- Compiti da svolgere:
1. Riscrivi il brano su Adami Rossi partendo da "Nella voce Adami" e terminando con "veniva rivendicato l’assassinio.", e sostituisci "it.wiki" con "Wikipedia in italiano".
2. Rispondi a queste domande basandoti sul brano su Adami Rossi.
(a) Quale generale presiedeva il tribunale militare speciale insediato a Firenze?
(b) Quanti anni aveva il più vecchio dei cinque martiri del Campo di Marte?
(c) In quale arco di anni Jose Antonio torna sulla vicenda di Campo di Marte nella voce Enrico Adami Rossi?
3. Elenca i nomi di tutti i martiri del Campo di Marte riportati nel brano su Adami Rossi.

Il 10 settembre 1943 Adami Rossi ordinò ai propri reparti la deposizione delle armi e la consegna in caserma e, il giorno successivo, la Wehrmacht entrò in città. Adami Rossi si consegnò quindi ai tedeschi, aderì poi alla RSI e, dall’11 novembre, venne nominato comandante della difesa territoriale di Firenze, dove insediò un tribunale militare speciale presieduto dal generale Raffaello Berti.
Fu questo tribunale a condannare alla fucilazione i cosiddetti «martiri del Campo di Marte», quattro renitenti e un militare rifugiatisi a Vicchio del Mugello e catturati da un reparto della GNR fiorentina coadiuvato da una pattuglia della Ettore Muti e da alcune unità tedesche.
I cinque martiri del Campo di Marte, fucilati per non aver risposto al bando di leva della Repubblica di Salò. Si chiamavano Leandro Corona, Ottorino Quiti, Antonio Raddi, Adriano Santoni e Guido Targetti. Il più vecchio aveva ventidue anni.
Nella voce Adami Rossi su it.wiki tutti questi fatti, più o meno, sono presenti, o almeno lo sono stati per certi periodi. Numerosi gli edit del Nostro che, come sappiamo, ha un debole per le biografie di personaggi in odore d’orbace.
Sulla vicenda fiorentina di Campo di Marte, nella voce Enrico Adami Rossi, Jose Antonio torna più volte dal 2011 al 2014. Inizialmente per segnalare che la fucilazione dei cinque avvenne per rappresaglia in seguito «all’uccisione del colonnello Gino Gobbi». Costui era un «collaboratore dei tedeschi nell’opera di persecuzione contro i militari che non si presentano alle armi ed alacre organizzatore del costituendo esercito repubblicano», per citare il volantino dei GAP fiorentini in cui veniva rivendicato l’assassinio.
Successivamente Jose Antonio apporta una modifica sempre in riferimento ai cinque assassinati, che nella versione della voce erano indicati come «partigiani» e vengono invece indicati – correttamente – come «renitenti alla leva». Dopo alcuni minuti da quest’ultimo edit, Jose Antonio interviene nuovamente e inserisce il collegamento alla voce Martiri del Campo di Marte (voce di it.wiki in cui è registrata l’attività di Jose Antonio alla redazione con interventi già nel 2010), e termina questa serie di edit ravvicinati con un riordino/riscrittura della voce in cui integra informazioni su Adami Rossi, sorvolando sull’accusa rivolta a quest’ultimo di aver de facto consegnato Torino ai nazisti.

Registrazioni dei dati
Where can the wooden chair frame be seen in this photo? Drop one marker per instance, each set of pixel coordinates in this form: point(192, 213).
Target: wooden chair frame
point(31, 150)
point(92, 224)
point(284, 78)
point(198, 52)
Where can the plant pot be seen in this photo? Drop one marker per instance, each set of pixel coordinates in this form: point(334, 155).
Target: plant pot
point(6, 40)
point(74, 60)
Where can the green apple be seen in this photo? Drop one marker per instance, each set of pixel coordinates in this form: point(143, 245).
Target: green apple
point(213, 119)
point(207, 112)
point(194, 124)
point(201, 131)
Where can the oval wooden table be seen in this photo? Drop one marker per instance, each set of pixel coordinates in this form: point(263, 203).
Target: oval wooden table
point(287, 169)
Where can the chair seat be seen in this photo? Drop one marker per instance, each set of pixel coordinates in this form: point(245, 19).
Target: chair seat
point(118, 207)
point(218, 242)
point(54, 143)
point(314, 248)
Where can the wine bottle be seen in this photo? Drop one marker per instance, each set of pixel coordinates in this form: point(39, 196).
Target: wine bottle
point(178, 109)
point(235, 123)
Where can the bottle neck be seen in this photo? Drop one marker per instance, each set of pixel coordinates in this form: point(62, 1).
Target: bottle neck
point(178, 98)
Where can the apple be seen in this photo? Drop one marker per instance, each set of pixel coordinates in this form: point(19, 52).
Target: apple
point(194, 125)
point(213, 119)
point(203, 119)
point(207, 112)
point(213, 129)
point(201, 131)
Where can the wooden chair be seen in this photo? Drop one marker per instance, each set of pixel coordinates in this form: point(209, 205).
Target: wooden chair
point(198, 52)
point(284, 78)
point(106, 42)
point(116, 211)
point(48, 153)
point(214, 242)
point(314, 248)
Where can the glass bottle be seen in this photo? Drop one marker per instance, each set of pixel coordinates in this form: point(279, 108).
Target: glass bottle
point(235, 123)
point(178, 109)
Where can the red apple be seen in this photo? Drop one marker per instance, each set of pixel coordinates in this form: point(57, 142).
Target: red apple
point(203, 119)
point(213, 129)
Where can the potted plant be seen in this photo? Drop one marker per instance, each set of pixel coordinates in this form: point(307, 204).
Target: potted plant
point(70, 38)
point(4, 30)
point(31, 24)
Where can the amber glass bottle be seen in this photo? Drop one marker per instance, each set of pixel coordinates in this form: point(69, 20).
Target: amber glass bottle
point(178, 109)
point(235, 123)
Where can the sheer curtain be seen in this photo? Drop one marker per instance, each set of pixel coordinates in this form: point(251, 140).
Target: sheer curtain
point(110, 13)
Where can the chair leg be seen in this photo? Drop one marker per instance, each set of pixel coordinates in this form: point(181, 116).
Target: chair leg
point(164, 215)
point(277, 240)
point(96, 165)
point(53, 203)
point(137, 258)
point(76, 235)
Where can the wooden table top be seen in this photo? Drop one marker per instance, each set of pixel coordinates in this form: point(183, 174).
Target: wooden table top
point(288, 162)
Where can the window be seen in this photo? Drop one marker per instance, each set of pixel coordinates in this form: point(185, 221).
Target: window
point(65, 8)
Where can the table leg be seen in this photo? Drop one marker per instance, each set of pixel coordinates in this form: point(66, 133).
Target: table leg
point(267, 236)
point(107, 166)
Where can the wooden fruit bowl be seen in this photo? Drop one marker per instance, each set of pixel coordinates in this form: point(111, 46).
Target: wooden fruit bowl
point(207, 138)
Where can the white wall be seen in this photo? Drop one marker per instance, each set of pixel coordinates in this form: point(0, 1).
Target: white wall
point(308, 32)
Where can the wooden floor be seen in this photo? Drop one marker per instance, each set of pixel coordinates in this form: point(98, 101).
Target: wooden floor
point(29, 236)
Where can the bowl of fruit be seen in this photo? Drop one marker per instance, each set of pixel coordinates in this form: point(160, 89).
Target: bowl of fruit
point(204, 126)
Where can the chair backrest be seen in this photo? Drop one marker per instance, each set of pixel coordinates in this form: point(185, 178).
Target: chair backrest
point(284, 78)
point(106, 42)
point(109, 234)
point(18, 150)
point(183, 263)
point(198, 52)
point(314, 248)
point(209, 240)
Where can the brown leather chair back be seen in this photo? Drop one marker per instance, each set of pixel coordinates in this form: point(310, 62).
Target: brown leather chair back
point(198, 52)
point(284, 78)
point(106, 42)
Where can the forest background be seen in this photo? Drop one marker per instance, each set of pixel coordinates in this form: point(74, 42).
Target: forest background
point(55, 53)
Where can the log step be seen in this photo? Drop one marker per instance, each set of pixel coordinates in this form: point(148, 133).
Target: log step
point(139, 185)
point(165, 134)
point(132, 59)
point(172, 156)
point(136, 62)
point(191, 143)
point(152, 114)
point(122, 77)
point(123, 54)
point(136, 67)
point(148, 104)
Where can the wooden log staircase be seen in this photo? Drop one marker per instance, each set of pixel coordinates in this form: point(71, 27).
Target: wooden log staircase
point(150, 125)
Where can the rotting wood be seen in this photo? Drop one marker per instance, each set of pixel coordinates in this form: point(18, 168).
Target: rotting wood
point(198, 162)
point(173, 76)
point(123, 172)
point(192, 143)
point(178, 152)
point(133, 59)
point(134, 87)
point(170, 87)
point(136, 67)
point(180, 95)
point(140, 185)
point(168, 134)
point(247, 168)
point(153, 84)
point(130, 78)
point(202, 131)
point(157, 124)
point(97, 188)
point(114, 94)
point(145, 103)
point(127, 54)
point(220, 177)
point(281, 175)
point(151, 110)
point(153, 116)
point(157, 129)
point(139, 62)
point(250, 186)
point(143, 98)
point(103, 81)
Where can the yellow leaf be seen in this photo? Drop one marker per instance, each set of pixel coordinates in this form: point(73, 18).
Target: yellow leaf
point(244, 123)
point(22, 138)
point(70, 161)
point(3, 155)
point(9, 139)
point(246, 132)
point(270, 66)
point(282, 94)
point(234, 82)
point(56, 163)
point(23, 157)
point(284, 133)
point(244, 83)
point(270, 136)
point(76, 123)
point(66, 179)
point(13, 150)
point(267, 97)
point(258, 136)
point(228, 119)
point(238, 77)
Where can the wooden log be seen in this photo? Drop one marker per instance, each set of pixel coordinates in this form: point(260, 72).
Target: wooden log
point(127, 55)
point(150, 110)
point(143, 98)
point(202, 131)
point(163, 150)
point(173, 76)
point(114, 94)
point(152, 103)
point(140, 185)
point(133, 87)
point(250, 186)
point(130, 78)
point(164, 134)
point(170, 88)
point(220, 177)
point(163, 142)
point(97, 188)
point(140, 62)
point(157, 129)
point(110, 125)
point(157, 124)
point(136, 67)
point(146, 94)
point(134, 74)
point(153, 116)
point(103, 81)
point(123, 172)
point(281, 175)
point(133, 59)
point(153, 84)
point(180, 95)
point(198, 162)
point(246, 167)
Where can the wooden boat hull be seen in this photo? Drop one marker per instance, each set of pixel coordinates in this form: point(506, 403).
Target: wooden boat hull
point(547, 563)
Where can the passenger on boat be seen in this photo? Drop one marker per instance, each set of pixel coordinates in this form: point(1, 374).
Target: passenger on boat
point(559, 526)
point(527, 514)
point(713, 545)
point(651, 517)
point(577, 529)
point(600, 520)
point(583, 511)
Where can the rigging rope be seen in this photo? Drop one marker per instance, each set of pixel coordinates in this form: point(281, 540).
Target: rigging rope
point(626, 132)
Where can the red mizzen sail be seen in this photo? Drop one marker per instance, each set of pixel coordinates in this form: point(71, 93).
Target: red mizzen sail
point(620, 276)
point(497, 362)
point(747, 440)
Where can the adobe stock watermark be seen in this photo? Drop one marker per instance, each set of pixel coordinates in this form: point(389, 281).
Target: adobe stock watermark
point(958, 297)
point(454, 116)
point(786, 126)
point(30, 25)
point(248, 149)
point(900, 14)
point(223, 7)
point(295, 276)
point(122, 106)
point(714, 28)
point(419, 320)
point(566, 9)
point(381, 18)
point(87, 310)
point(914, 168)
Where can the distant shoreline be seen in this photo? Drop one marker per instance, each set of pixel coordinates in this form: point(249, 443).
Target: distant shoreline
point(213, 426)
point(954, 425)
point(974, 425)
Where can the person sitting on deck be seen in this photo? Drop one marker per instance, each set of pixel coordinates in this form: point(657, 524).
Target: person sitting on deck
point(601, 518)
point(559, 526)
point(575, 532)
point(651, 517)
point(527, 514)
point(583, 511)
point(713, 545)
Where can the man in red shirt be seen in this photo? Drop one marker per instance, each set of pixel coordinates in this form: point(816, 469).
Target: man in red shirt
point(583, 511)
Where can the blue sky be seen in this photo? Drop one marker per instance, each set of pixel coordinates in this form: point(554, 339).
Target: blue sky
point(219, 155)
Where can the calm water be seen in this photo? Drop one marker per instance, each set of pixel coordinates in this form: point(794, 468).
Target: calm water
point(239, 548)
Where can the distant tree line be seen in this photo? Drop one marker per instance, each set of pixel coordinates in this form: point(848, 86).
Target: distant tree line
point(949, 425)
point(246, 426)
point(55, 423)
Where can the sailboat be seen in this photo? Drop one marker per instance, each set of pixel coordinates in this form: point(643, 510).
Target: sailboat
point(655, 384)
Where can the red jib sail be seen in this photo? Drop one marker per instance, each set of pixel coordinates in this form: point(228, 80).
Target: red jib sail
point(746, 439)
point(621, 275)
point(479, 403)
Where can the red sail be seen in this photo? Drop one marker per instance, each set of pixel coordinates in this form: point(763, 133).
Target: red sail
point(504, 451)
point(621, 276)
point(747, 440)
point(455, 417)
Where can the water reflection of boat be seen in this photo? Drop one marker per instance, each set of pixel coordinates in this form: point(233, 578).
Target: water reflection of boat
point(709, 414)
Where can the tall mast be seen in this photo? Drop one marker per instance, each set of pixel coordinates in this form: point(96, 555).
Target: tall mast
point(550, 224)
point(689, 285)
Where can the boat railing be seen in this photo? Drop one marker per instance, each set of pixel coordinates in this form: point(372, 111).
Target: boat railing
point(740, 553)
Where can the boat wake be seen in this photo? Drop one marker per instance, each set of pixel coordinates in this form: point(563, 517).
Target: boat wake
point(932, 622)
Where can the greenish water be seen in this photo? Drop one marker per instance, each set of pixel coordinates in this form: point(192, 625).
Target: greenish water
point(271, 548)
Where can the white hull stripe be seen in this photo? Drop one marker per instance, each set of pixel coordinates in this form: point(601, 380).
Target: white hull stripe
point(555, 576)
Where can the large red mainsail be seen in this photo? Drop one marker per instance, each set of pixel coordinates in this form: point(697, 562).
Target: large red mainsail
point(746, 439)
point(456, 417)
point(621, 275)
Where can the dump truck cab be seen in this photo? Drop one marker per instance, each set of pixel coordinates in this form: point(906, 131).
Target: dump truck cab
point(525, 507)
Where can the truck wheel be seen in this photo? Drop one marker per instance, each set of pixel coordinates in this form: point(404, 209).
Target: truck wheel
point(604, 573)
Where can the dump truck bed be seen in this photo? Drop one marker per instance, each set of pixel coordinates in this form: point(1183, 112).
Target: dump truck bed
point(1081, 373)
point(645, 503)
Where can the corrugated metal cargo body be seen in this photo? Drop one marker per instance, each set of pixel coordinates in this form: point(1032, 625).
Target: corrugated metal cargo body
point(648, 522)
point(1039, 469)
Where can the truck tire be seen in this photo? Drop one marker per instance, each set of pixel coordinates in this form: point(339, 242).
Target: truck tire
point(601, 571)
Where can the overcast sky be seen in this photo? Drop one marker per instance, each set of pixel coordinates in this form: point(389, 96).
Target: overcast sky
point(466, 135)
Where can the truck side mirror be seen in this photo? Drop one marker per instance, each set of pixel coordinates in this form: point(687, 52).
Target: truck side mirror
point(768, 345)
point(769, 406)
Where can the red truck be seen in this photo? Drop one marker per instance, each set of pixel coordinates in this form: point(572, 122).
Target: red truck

- Risposte per compito:
1.
Nella voce Adami Rossi su Wikipedia in italiano tutti questi fatti, più o meno, sono presenti, o almeno lo sono stati per certi periodi. Numerosi gli edit del Nostro che, come sappiamo, ha un debole per le biografie di personaggi in odore d’orbace.
Sulla vicenda fiorentina di Campo di Marte, nella voce Enrico Adami Rossi, Jose Antonio torna più volte dal 2011 al 2014. Inizialmente per segnalare che la fucilazione dei cinque avvenne per rappresaglia in seguito «all’uccisione del colonnello Gino Gobbi». Costui era un «collaboratore dei tedeschi nell’opera di persecuzione contro i militari che non si presentano alle armi ed alacre organizzatore del costituendo esercito repubblicano», per citare il volantino dei GAP fiorentini in cui veniva rivendicato l’assassinio.

2.
(a) Il generale Raffaello Berti.
(b) Ventidue anni.
(c) Dal 2011 al 2014.

3. Leandro Corona, Ottorino Quiti, Antonio Raddi, Adriano Santoni, Guido Targetti